TASK SET
1. Write out word for word the part of the glioblastoma text that opens with the words containing "There is currently" and closes with "to specific therapies.".
2. Render this sentence from the glioblastoma text in Spanish: "There is currently no cure for glioblastoma and average life expectancy after diagnosis is 14 to 15 months."
3. Name every major subtype of glioblastoma tumor given in the glioblastoma text.

TEXT SHOWN
Platanias and study co-author Stewart Goldman, MD, chief of Hematology, Oncology, and Stem Cell Transplantation in the Department of Pediatrics, are also part of the Lou and Jean Malnati Brain Tumor Institute of the Lurie Cancer Center.

There is currently no cure for glioblastoma and average life expectancy after diagnosis is 14 to 15 months. Over the last decade, however, scientists have made considerable progress in the characterization of glioblastoma on the molecular level and are now able to classify glioblastoma tumors into three major subtypes: proneural, mesenchymal and classical. Each tumor subtype is defined by different characteristics, including gene expression and the activation of various cell signaling pathways, which may aid scientists in determining how each subtype responds to specific therapies.

Disease progression for glioblastoma is driven by glioma stem cells, a subpopulation of glioblastoma tumor cells that are notorious for being able to evade many treatment approaches. Glioma stem cells are not static but rather plastic, meaning they can evolve their characteristics and adapt to radiation and chemotherapy treatments. Due to their high plasticity, combined with their ability to constantly self-renew, glioma stem cells can give rise to “offspring” cells with even more therapeutic resistance and contribute to the disease’s overall treatment failure and cancer recurrence.

“If you picture our fight against cancer as a competition of cleverness between cancer and medical professionals, then we are now trying to target the smartest subpopulation of cancer cells,” said lead author Frank Eckerdt, PhD, research assistant professor of Neurological Surgery, who is also a member of the Lurie Cancer Center.

For the current study, investigators grew three-dimensional glioblastoma “neurospheres,” or glioma stem cell models, to identify any increased activation of specific cell signaling pathways and determine if targeting these pathways would prove effective in decreasing tumor cell growth.

DATASET EXTRACT
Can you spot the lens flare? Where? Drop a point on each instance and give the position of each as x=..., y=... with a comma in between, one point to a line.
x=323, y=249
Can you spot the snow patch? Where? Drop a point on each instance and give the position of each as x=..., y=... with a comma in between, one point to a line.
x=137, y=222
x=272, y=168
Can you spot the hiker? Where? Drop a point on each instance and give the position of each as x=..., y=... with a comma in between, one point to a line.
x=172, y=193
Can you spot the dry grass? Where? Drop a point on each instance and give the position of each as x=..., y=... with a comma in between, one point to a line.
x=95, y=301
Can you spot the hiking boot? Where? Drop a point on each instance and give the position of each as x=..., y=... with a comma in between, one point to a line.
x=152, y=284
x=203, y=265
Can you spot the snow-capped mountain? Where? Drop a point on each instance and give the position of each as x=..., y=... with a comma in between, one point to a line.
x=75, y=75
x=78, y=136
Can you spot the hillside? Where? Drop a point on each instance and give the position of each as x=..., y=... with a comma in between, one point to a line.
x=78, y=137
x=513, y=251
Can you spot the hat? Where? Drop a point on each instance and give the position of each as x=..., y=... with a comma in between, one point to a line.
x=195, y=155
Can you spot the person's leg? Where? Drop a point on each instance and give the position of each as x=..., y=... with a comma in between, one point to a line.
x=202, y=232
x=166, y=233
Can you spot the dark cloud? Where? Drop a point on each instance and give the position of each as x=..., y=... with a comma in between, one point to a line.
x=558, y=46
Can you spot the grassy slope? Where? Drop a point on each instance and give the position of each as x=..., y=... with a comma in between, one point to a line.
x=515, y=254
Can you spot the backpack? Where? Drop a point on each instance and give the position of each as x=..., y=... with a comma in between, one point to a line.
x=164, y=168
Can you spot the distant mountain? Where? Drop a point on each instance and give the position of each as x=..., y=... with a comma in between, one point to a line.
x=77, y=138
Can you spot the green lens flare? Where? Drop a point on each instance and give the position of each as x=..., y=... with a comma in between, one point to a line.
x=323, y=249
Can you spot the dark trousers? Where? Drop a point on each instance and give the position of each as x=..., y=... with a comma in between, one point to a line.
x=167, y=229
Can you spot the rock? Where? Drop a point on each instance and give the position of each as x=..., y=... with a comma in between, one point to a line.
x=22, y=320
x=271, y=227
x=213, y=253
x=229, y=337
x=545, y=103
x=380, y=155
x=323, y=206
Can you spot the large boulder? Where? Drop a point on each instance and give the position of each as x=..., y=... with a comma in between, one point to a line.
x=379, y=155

ANSWERS PROVIDED
1.
There is currently no cure for glioblastoma and average life expectancy after diagnosis is 14 to 15 months. Over the last decade, however, scientists have made considerable progress in the characterization of glioblastoma on the molecular level and are now able to classify glioblastoma tumors into three major subtypes: proneural, mesenchymal and classical. Each tumor subtype is defined by different characteristics, including gene expression and the activation of various cell signaling pathways, which may aid scientists in determining how each subtype responds to specific therapies.

2. Actualmente no existe cura para el glioblastoma y la esperanza de vida media tras el diagnóstico es de 14 a 15 meses.

3.
- proneural
- mesenchymal
- classical